EXERCISE DESCRIPTION ▸ Copy the essay on the age of the earth again, substituting "nonfiction film" for "documentary". Begin at the words "The joke is" and stop after "entertain the viewer.".

EXCERPTED PASSAGE ▸
:::::
The Age of the Earth and the Age of the Argument

My friend Paul is hilarious.

He is the guy that can post a random status and instantly get close to 100 likes in the first hour. He is no celebrity, so in my eyes that is mighty impressive. He is the social butterfly with the charisma to attract a room. I don’t know anyone who doesn’t love him. One of my favorite things that Paul does (and I promise I haven’t gotten sick of it yet) is when he says that everything is based on a true story. Last week a few of us were talking about going to see the opening show for Guardians of the Galaxy, and then Paul chimes in: “I hear that’s based on a true story.”

The joke is funny, because everyone knows the movie with talking raccoons, personified plants, and outer space awesomeness is anything but non-fiction. Everyone who hears the joke knows this, because they have a firm grasp not only of reality but also of movie genres. One can look at a movie preview and get a feel of where it is at in the spectrum of real and wonder. And even more so than that, people can even watch movies based on true stories and see where there is added drama to make the movie more entertaining – otherwise it would be a documentary. Understanding this doesn’t take away from the historicity of the event. Understanding this is to understand the purpose of the product – whether it is to inform, persuade, or entertain the viewer.

I think this is where the controversy lies with Michael Gungor and the comments he made about his view of the “literal” interpretation of the Old Testament – specifically in reference to Creation and a historical Adam and Eve. Many people read the bible as though it were meant to be historic by our standards, as though the earth can be dated through genealogies, and as though the text was INTENDED to be scientific. The people who hold these opinions strongly and don’t understand why others might think differently do so because they either don’t understand biblical genres or the purpose of biblical texts. I’m not saying that all people who claim to believe in a young earth do so out of ignorance. What I’m saying is that they are being ignorant if they think there isn’t a rational reason to think otherwise.

In Gungor’s response to the recent criticism, he even makes reference that at least some of the biblical authors believed the earth was flat and stood on pillars. Not every passage in the Bible is intended to be taken literally. Many prophecies and psalms and texts use imagery to convey truths in a way that is more engaging. Using anthropomorphic language to describe the attributes of God doesn’t mean that God actually has a physical form, but it is relating God to man in a way that he understands. Does this take away from the legitimacy of the text? No. Does this mean the text isn’t inspired? Not at all. What it does mean is that God’s intention wasn’t to be scientific, and then, like now, God speaks to people in ways that they understand. I don’t understand why Gungor is getting all this heat for telling people they shouldn’t be so quick to judge others. And I commend him for coming out and saying what he believed. I’m sure he knew there would be some backlash. He, like many silent evangelicals, knows that there is a price to sticking by your convictions – especially if you’re in the minority.

Being in the minority and standing by convictions never stopped others from holding the same beliefs that Gungor holds. St. Augustine of Hippo seemed in the middle in terms of the age of the earth. At least to him it wasn’t something that deemed someone a heretic. And there are other early church fathers who hold the same beliefs. There are even more credible people in recent years that hold to a similar belief as Gungor – one being CS Lewis. Lewis was very skeptical of the historicity of the Old Testament and believed that the Creation story wasn’t intended to be taken literally. He even ventured to say that other Old Testament passages such as Job, Esther, and possibly even Jonah were mythologies and stories of fiction. We don’t burn Lewis’ books. We don’t call him a heretic. Because Lewis was a writer, he looked at the Bible as literature and knew that different stories from different time periods of different genres were meant to be read different ways. And most importantly, Lewis’ view of the Old Testament didn’t affect his view of the New Testament. He believed that the Gospels were inspired, and he believed in the resurrection.
:::::
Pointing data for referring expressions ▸
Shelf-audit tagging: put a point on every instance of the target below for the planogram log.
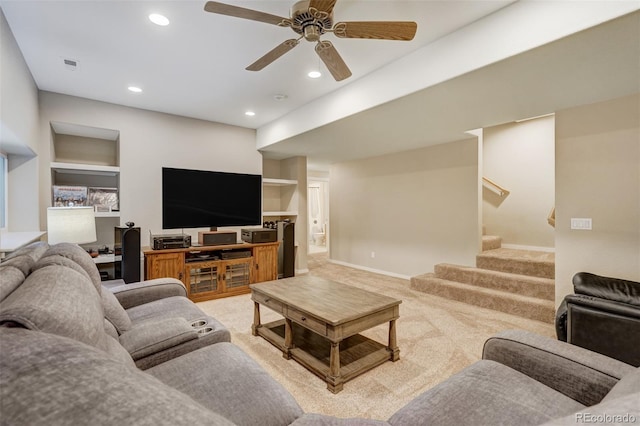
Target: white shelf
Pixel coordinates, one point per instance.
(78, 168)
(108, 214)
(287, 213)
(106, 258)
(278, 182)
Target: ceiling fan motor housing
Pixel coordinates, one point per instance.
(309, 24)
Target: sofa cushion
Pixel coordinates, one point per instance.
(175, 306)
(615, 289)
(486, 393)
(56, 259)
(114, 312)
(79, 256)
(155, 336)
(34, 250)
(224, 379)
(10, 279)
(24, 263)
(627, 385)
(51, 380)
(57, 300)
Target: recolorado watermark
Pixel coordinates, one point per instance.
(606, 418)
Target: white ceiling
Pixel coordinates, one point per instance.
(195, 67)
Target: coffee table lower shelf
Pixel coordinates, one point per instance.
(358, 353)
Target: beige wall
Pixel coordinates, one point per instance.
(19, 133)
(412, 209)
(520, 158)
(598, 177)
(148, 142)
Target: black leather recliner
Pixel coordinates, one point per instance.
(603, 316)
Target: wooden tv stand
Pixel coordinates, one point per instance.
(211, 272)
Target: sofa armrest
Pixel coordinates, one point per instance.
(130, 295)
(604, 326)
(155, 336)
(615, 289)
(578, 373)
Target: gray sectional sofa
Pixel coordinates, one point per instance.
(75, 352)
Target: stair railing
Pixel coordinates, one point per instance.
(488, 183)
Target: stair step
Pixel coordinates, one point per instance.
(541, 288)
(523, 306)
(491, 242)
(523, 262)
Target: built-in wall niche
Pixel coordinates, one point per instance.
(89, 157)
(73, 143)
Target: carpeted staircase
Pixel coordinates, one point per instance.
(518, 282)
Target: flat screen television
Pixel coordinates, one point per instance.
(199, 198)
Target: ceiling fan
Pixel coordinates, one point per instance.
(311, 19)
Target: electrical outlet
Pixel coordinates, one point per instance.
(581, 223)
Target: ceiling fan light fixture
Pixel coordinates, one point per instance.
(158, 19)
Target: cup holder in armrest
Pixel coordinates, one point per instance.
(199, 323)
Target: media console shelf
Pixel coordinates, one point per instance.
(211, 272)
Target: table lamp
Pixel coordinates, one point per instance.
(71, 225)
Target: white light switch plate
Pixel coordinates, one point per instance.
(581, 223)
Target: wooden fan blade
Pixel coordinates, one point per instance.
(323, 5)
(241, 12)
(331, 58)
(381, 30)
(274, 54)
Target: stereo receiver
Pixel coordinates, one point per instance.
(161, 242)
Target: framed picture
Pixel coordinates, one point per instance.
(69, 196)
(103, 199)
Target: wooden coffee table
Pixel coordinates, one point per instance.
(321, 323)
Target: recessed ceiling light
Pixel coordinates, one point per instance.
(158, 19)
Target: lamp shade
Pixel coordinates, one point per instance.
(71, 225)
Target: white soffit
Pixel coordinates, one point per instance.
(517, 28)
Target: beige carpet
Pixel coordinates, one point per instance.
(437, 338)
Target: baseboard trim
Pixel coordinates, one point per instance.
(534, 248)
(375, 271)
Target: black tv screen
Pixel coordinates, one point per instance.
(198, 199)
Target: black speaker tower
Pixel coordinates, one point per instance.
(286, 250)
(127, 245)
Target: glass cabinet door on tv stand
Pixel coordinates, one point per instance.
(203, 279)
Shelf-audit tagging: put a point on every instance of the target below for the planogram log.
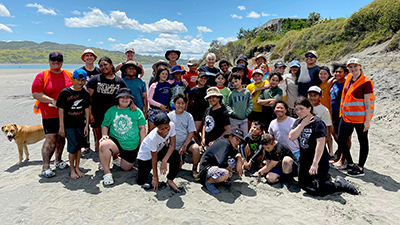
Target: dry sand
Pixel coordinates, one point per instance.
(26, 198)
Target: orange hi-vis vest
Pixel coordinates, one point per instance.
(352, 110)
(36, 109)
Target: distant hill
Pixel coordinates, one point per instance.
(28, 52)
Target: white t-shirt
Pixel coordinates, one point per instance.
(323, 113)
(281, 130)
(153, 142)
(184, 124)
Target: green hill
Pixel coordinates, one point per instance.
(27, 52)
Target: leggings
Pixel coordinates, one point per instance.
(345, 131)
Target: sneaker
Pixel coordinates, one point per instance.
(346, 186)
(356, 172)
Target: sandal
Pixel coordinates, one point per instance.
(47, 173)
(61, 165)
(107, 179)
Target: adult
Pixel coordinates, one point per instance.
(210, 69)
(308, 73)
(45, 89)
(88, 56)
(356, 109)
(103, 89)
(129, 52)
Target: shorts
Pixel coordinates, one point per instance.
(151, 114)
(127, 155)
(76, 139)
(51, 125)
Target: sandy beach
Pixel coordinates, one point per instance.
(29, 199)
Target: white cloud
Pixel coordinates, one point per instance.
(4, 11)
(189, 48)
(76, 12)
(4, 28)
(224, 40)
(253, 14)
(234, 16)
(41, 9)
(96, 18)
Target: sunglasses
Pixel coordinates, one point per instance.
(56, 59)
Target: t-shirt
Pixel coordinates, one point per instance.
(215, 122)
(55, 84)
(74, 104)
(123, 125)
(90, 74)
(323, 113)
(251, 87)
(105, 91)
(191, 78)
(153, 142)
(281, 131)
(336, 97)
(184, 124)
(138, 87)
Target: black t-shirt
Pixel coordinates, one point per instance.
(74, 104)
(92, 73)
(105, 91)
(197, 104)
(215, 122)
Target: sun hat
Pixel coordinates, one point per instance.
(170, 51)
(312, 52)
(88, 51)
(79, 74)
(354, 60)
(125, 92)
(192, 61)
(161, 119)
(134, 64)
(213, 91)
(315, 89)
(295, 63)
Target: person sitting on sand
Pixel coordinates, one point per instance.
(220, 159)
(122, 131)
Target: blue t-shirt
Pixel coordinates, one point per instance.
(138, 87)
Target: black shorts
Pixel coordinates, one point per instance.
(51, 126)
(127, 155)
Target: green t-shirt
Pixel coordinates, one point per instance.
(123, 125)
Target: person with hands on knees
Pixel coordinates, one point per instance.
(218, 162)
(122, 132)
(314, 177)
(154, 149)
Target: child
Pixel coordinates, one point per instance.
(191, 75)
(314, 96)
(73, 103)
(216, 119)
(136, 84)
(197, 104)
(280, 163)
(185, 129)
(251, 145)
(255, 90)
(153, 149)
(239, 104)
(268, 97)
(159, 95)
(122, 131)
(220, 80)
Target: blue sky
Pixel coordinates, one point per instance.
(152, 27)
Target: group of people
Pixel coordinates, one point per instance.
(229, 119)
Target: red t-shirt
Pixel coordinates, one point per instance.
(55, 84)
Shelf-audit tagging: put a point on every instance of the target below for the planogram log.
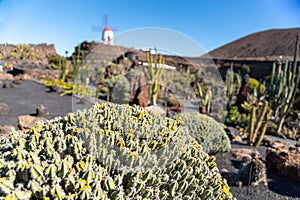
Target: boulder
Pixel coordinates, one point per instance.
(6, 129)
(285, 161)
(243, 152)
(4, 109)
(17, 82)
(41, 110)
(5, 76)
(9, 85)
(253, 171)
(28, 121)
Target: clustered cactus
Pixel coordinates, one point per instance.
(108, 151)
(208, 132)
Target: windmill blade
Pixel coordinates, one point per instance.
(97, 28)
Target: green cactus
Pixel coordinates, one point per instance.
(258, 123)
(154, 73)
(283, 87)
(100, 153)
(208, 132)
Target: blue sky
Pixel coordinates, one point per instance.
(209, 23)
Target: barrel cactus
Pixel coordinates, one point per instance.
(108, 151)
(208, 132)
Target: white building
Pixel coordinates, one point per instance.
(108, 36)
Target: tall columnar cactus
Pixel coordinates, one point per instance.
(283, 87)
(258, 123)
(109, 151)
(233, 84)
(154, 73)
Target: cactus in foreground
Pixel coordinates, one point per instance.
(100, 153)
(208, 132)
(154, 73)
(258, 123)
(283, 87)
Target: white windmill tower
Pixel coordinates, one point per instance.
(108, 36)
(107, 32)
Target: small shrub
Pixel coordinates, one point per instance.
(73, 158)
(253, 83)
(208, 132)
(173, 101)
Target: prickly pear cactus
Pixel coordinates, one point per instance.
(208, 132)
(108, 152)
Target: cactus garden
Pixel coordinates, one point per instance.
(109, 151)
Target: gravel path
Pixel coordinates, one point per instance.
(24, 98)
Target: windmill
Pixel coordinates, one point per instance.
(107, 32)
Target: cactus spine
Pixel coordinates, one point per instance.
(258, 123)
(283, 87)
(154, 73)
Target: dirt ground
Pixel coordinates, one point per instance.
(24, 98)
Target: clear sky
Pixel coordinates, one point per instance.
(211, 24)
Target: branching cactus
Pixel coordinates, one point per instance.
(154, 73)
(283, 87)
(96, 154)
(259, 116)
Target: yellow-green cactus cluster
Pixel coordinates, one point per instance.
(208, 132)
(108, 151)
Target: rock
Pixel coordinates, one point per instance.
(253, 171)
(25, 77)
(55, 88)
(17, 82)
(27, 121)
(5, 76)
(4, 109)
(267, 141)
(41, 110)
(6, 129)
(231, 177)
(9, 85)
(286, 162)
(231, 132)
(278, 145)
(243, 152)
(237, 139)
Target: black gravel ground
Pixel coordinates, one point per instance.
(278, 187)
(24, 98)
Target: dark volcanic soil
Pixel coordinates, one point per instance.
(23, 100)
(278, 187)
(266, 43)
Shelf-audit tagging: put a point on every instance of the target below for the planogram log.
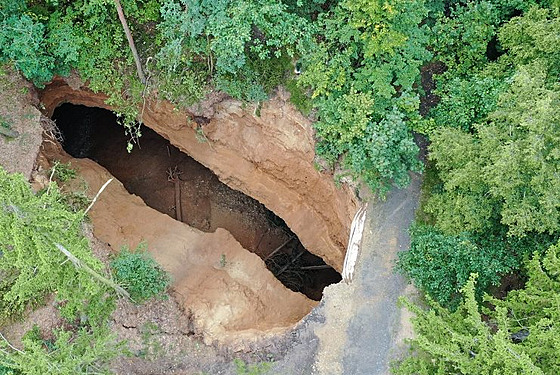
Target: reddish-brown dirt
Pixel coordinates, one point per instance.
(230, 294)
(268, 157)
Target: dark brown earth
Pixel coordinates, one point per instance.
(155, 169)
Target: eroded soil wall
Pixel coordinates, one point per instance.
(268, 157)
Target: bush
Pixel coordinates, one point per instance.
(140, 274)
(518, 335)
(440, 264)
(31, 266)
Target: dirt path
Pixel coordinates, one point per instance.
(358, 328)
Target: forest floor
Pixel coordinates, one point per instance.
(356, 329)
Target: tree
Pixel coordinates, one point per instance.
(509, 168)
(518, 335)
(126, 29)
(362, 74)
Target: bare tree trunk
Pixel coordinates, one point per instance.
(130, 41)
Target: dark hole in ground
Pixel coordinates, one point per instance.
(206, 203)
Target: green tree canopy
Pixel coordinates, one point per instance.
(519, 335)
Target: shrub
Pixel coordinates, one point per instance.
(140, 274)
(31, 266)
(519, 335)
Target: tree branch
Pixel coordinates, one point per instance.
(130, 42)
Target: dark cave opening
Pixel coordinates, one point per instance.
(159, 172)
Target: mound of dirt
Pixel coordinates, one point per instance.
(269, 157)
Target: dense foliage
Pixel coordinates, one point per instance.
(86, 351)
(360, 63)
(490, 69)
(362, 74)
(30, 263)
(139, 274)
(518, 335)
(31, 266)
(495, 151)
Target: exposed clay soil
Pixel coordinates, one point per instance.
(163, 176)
:::::
EXERCISE RESPONSE ▸
The joke is funny, because everyone knows the movie with talking raccoons, personified plants, and outer space awesomeness is anything but non-fiction. Everyone who hears the joke knows this, because they have a firm grasp not only of reality but also of movie genres. One can look at a movie preview and get a feel of where it is at in the spectrum of real and wonder. And even more so than that, people can even watch movies based on true stories and see where there is added drama to make the movie more entertaining – otherwise it would be a nonfiction film. Understanding this doesn’t take away from the historicity of the event. Understanding this is to understand the purpose of the product – whether it is to inform, persuade, or entertain the viewer.